## What needs to be done
In the bug discussion below about UploadWizard, which configuration change fixed the failures with multiple file uploads?

## Selected excerpt
::::
Last modified: 2011-07-13 01:04:39 UTC
When deploying this to live Commons, Roan Kattouw and I noticed that multiple file uploads usually had one mysterious failure. Roan determined that the records of some uploaded files were disappearing from the $_SESSION record. Changing UploadWizard's configuration such that it only uploaded one file after another fixed the problem. (maxSimultaneousUploads = 1) Speculation: there seems to be some race condition with updating, or possibly creating, the $_SESSION data structures that the UploadWizard depends upon. So forcing them to go one-at-a-time fixed the problem. It may be that we should do an initial call to some API to create the data structures for all the uploading files first in one shot, then actually kick off uploads. Simultaneous uploads are a very useful feature especially for large files, so we really ought to fix this. However it's not a blocker per se.
(In reply to comment #0) > Speculation: there seems to be some race condition with updating, or possibly > creating, the $_SESSION data structures that the UploadWizard depends upon. This code in UploadStash::__construct() looks suspicious: if ( !isset( $_SESSION[UploadBase::SESSION_KEYNAME] ) ) { $_SESSION[UploadBase::SESSION_KEYNAME] = array(); }
Created attachment 7891 [details] Proposed patch (untested) The attached patch fixes this by moving the upload stash metadata out of $_SESSION altogether and into memcached (or APC or DB cache, whatever's available; it uses CACHE_ANYTHING) keyed by session ID and stash key, so there should be no interference between processes provided you're not trying to upload the same file twice at the same time. Patch is untested, and I'm not sure you like the idea of moving this out of the session even on normal installs where PHP's session locking prevents these concurrency issues from happening.
::::
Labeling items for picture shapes
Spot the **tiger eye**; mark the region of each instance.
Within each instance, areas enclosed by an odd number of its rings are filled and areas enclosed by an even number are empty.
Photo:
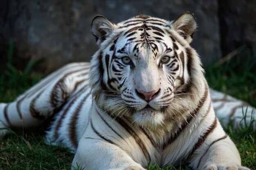
[[[166,63],[170,60],[170,57],[168,56],[164,56],[161,59],[161,62],[163,63]]]
[[[131,62],[131,59],[127,56],[122,57],[122,61],[125,64],[129,64]]]

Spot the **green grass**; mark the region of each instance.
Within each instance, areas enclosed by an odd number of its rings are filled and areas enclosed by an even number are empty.
[[[11,45],[10,45],[10,49]],[[31,73],[34,62],[30,61],[20,71],[12,65],[11,49],[4,70],[0,70],[0,101],[13,100],[42,76]],[[210,86],[215,89],[247,102],[256,107],[256,63],[255,60],[235,57],[220,66],[205,66],[206,76]],[[251,127],[226,131],[236,144],[242,164],[256,170],[256,132]],[[49,146],[44,142],[41,132],[17,135],[12,133],[0,139],[0,170],[69,170],[73,154],[63,148]],[[160,168],[149,164],[148,170],[190,170],[180,166],[169,165]]]

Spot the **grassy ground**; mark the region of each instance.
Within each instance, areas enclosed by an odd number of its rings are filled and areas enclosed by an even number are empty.
[[[236,57],[219,66],[205,66],[206,77],[212,88],[223,91],[256,106],[256,63],[249,58]],[[9,102],[37,82],[41,77],[30,73],[33,62],[20,71],[11,64],[9,55],[7,68],[0,70],[0,102]],[[249,127],[236,131],[226,130],[241,154],[242,163],[256,170],[256,132]],[[33,135],[34,134],[34,135]],[[70,169],[73,154],[44,142],[41,134],[15,133],[0,139],[0,170]],[[149,165],[149,170],[189,170],[181,166],[169,165],[160,169]]]

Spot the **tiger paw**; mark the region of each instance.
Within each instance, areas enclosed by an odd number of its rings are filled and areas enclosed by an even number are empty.
[[[238,166],[237,165],[215,164],[206,165],[204,166],[204,170],[250,170],[250,169],[244,166]]]

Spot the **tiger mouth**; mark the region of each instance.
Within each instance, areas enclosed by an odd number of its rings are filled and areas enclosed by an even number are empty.
[[[164,112],[164,110],[166,108],[164,107],[162,107],[159,110],[156,110],[150,106],[149,104],[147,105],[144,108],[137,110],[136,108],[133,107],[129,107],[130,108],[130,112],[132,115],[135,113],[140,113],[144,115],[146,114],[150,115],[151,114],[156,114],[156,113]]]

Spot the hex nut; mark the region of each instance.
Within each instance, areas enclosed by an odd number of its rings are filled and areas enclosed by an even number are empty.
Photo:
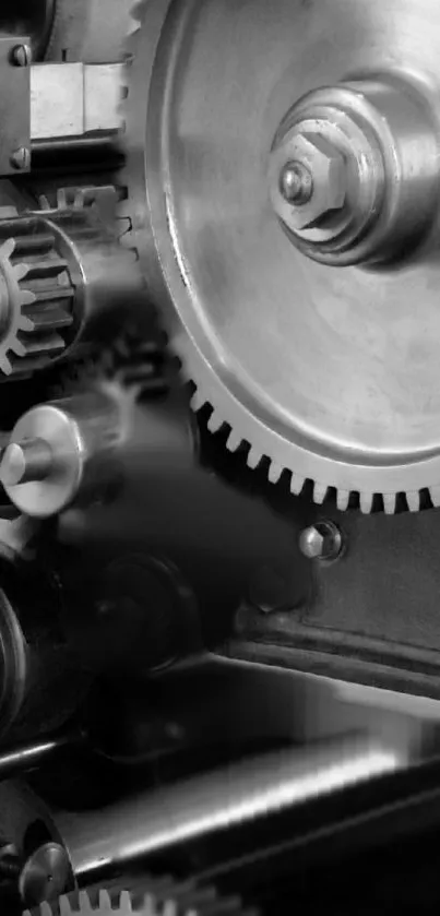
::::
## Exercise output
Setting maxSimultaneousUploads to 1, so that files were uploaded one after another.